▶ _Work to do_
Go through the material below and keep only the lines that contain the word "brown".

▶ _Data to use_
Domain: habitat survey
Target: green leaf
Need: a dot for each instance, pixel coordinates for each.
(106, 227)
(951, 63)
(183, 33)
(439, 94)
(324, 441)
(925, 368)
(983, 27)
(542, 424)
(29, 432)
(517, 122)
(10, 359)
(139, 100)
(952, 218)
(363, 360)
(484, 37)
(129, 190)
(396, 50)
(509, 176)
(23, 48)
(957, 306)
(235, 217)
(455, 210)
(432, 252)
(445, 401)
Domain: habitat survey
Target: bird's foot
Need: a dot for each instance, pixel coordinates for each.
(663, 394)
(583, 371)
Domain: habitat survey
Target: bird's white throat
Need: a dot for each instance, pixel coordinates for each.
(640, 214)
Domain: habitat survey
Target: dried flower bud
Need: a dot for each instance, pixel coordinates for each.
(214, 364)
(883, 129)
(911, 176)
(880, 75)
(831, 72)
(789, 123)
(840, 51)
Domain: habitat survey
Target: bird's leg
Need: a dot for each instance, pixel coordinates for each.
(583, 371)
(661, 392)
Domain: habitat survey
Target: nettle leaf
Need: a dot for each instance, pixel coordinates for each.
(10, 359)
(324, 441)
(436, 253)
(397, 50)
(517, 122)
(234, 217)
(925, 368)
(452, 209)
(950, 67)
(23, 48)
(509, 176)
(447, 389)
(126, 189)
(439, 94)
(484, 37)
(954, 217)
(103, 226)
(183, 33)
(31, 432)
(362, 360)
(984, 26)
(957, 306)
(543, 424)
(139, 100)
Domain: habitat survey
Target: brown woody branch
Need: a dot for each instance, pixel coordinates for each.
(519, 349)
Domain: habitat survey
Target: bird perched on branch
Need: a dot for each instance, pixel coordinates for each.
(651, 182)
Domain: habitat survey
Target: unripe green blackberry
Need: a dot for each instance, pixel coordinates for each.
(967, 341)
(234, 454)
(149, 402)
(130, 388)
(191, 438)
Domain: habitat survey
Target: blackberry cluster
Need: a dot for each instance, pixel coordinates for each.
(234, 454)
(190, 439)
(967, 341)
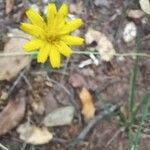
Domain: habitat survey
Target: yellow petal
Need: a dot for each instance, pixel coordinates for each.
(63, 10)
(61, 17)
(72, 40)
(64, 49)
(35, 18)
(43, 53)
(51, 13)
(33, 45)
(71, 26)
(54, 57)
(32, 29)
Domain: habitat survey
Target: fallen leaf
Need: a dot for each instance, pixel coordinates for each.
(130, 32)
(50, 103)
(32, 134)
(88, 108)
(104, 46)
(60, 116)
(11, 66)
(12, 114)
(135, 13)
(9, 6)
(77, 80)
(145, 5)
(105, 3)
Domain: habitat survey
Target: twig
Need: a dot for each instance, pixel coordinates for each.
(3, 147)
(66, 90)
(92, 123)
(15, 83)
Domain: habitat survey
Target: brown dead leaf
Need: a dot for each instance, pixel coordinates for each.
(11, 66)
(104, 45)
(88, 108)
(32, 134)
(77, 80)
(12, 114)
(50, 103)
(9, 6)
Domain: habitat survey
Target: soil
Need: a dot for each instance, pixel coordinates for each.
(108, 82)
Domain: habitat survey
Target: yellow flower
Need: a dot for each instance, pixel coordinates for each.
(52, 35)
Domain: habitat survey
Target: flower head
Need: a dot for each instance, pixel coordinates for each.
(51, 37)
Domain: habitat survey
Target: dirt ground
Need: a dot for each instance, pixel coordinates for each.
(38, 89)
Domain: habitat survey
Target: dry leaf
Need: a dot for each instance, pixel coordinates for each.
(11, 66)
(77, 80)
(88, 108)
(145, 5)
(50, 103)
(9, 6)
(130, 32)
(104, 46)
(12, 114)
(34, 135)
(135, 13)
(60, 116)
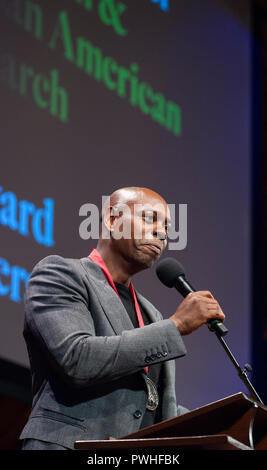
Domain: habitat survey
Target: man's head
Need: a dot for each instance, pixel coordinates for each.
(134, 225)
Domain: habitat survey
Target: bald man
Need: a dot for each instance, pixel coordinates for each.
(101, 355)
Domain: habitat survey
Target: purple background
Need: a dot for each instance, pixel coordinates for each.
(197, 55)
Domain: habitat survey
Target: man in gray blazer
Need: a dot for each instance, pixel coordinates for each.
(96, 370)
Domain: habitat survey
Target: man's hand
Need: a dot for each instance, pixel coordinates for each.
(196, 309)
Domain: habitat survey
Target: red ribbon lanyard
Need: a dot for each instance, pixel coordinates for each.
(97, 258)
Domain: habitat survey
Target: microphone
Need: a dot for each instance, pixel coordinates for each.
(172, 274)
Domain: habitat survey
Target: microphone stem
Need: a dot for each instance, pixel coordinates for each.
(242, 374)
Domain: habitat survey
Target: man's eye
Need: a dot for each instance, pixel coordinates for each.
(148, 217)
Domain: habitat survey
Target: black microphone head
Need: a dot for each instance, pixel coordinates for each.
(168, 270)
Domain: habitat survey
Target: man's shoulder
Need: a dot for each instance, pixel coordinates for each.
(82, 267)
(148, 305)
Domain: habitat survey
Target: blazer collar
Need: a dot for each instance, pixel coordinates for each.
(109, 300)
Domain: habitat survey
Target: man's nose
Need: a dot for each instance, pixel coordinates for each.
(160, 234)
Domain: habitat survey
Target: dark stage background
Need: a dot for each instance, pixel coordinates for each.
(93, 99)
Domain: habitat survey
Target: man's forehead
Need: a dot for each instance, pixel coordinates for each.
(139, 199)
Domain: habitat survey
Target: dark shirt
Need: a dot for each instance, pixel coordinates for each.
(154, 371)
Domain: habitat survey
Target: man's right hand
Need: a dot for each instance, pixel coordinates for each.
(196, 309)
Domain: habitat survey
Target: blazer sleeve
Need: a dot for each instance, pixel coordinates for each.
(58, 319)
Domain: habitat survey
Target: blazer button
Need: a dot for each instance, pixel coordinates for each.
(137, 414)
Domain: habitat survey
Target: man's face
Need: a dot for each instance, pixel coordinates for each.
(139, 229)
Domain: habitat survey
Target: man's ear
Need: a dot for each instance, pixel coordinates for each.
(109, 217)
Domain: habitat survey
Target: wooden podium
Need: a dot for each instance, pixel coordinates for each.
(233, 423)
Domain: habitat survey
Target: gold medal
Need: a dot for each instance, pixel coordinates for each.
(153, 397)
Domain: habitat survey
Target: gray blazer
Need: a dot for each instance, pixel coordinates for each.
(83, 350)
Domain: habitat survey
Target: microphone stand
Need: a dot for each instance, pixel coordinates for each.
(241, 372)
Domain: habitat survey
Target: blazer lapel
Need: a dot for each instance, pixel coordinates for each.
(110, 302)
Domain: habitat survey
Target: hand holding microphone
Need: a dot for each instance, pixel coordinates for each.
(197, 308)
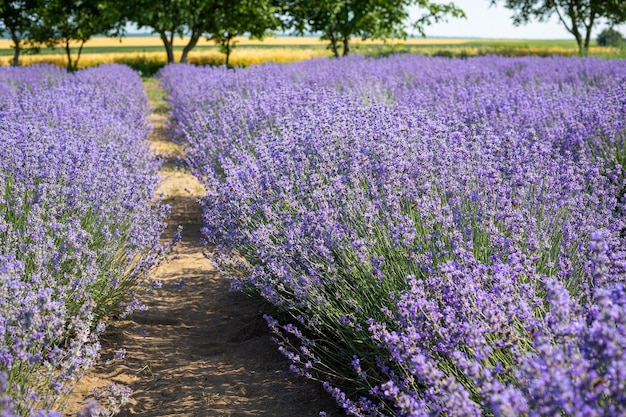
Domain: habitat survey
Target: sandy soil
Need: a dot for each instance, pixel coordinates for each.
(199, 350)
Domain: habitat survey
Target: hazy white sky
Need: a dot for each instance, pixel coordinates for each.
(495, 22)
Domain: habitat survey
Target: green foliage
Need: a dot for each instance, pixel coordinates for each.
(610, 37)
(237, 17)
(339, 20)
(579, 17)
(64, 21)
(171, 19)
(17, 19)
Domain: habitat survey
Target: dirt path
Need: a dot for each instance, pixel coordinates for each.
(199, 350)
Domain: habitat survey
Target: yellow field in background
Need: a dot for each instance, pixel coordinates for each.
(239, 57)
(245, 41)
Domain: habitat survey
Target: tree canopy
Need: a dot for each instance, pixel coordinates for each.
(17, 20)
(578, 16)
(62, 22)
(237, 17)
(340, 20)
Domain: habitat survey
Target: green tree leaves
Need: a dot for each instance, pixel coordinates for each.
(579, 17)
(340, 20)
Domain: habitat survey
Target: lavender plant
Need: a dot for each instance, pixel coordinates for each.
(79, 227)
(439, 236)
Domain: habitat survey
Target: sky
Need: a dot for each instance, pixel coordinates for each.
(484, 21)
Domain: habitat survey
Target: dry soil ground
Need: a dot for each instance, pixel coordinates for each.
(199, 350)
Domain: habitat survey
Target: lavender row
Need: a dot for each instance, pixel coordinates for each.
(440, 236)
(79, 228)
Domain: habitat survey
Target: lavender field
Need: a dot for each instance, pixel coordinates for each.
(437, 237)
(79, 227)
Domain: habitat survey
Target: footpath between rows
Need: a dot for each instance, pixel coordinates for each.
(199, 350)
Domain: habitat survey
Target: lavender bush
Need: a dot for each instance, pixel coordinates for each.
(79, 228)
(440, 237)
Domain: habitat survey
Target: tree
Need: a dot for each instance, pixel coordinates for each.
(173, 18)
(339, 21)
(17, 19)
(578, 16)
(610, 37)
(236, 17)
(63, 22)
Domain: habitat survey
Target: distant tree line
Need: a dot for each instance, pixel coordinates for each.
(579, 17)
(31, 24)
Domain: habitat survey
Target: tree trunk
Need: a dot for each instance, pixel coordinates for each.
(193, 41)
(17, 48)
(68, 54)
(169, 46)
(333, 44)
(80, 50)
(589, 27)
(228, 49)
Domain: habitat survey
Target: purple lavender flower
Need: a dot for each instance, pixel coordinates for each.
(456, 225)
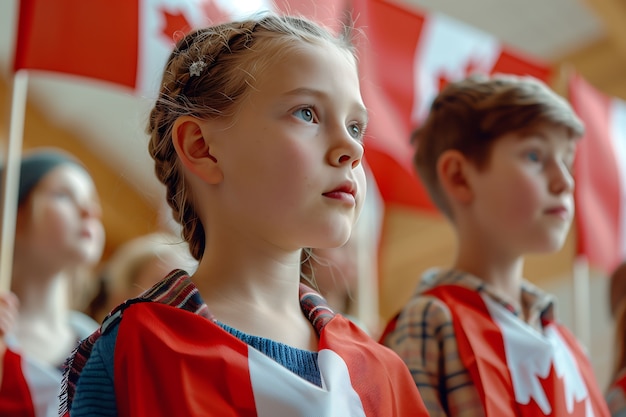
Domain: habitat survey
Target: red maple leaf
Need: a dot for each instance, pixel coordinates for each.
(176, 25)
(553, 387)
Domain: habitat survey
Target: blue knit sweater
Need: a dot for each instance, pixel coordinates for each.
(96, 394)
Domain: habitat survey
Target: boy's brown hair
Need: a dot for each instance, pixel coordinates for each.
(470, 115)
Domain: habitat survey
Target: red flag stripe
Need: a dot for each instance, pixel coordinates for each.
(598, 185)
(96, 38)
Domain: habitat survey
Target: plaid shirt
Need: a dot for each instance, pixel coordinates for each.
(424, 338)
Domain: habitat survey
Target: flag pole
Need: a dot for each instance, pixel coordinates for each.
(10, 177)
(582, 311)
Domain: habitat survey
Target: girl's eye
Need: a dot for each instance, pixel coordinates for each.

▶ _Result of the exercise_
Target: brown woody branch
Target: brown dead leaf
Target: boy's brown hair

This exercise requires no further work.